Reading passage

FACULTY and AFFLIATED SCIENTISTS
Vivien Tartter
Psycholinguistics
(212)
650-5709
email: vickyt@aol.com
Professor Tartter's interests in psycholinguistics are from a multidisciplinary approach, including principally, cognitive psychology and linguistics, but also neurolinguistics, computer science, sociolinguistics and education. In the last three years she has been engaged in administration with concomitant slowing of research productivity, as Acting Dean of the Division of Social Science.
Dr. Tartter has three published books: a 1986 textbook, Language Processes, and a two volume revision published in 1998 by Sage Publications, Inc.: Language and Its Normal Processing and Language in Atypical Populations. Over the last ten years, Dr. Tartter has worked in normal speech perception (focusing on identification of content, speaker and emotion information in normal and whispered speech), speech perception and speech production processes in cochlear inplant patients (profoundly deafened individuals with a prosthesis which electrically stimulates auditory nerve fibres to produce a sound sensation), an educational intervention to improve literacy and academic orientation of Harlem schoolchildren, and most recently, an ERP study on metaphor comprehension resolving a critical question as to whether metaphors are initially seen as anomalous and then reprocessed or whether the correct meaning is constructed from the get-go. Future and current research projects continue work in normal speech and language, moving into auditory and speech processing with learning disabilities, and into the exploring the changing nature of language as a result of instant read/write in instant messages and chatrooms.
Dr. Tartter's research has been supported by the National Science Foundation, National Institute of Deafness and Other Communication Disorders, and the Department of Education's Fund for the Improvement of Post-secondary Education.
Sample publications include:
(1) “Hearing smiles and frowns in normal whisper registers,” Journal of the Acoustical Society of America, 96, (1994)
(2) “Speech changes following reimplantation from a single-channel to a multichannel cochlear implant", Journal of the Acoustical Society of America, 92, (1992)
(3) Tartter, V. (1998). Language and its normal processes. Sage
(4) Tartter, V. (1998).Language in atypical populations. Sage
(5) Tartter, V. , Gomes, H. Dubrovsky, B., Molholm, S., & Vala Stewart, R. (2002). Novel metaphors appear anomalous at least momentarily: Evidence from N400. Brain and Language, 80, 488-509.

What you are asked to do
Please reproduce the part of the faculty profile above word for word, starting with "Dr. Tartter's research" and going on through "Language, 80, 488-509.".

Recorded data
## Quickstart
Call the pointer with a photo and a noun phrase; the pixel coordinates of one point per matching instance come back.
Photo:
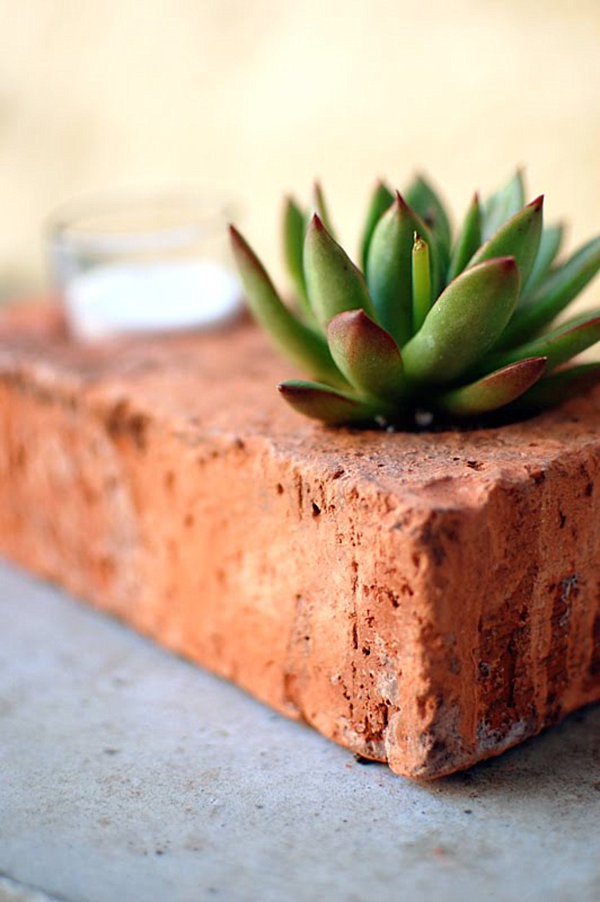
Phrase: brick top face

Answer below
Dr. Tartter's research has been supported by the National Science Foundation, National Institute of Deafness and Other Communication Disorders, and the Department of Education's Fund for the Improvement of Post-secondary Education.
Sample publications include:
(1) “Hearing smiles and frowns in normal whisper registers,” Journal of the Acoustical Society of America, 96, (1994)
(2) “Speech changes following reimplantation from a single-channel to a multichannel cochlear implant", Journal of the Acoustical Society of America, 92, (1992)
(3) Tartter, V. (1998). Language and its normal processes. Sage
(4) Tartter, V. (1998).Language in atypical populations. Sage
(5) Tartter, V. , Gomes, H. Dubrovsky, B., Molholm, S., & Vala Stewart, R. (2002). Novel metaphors appear anomalous at least momentarily: Evidence from N400. Brain and Language, 80, 488-509.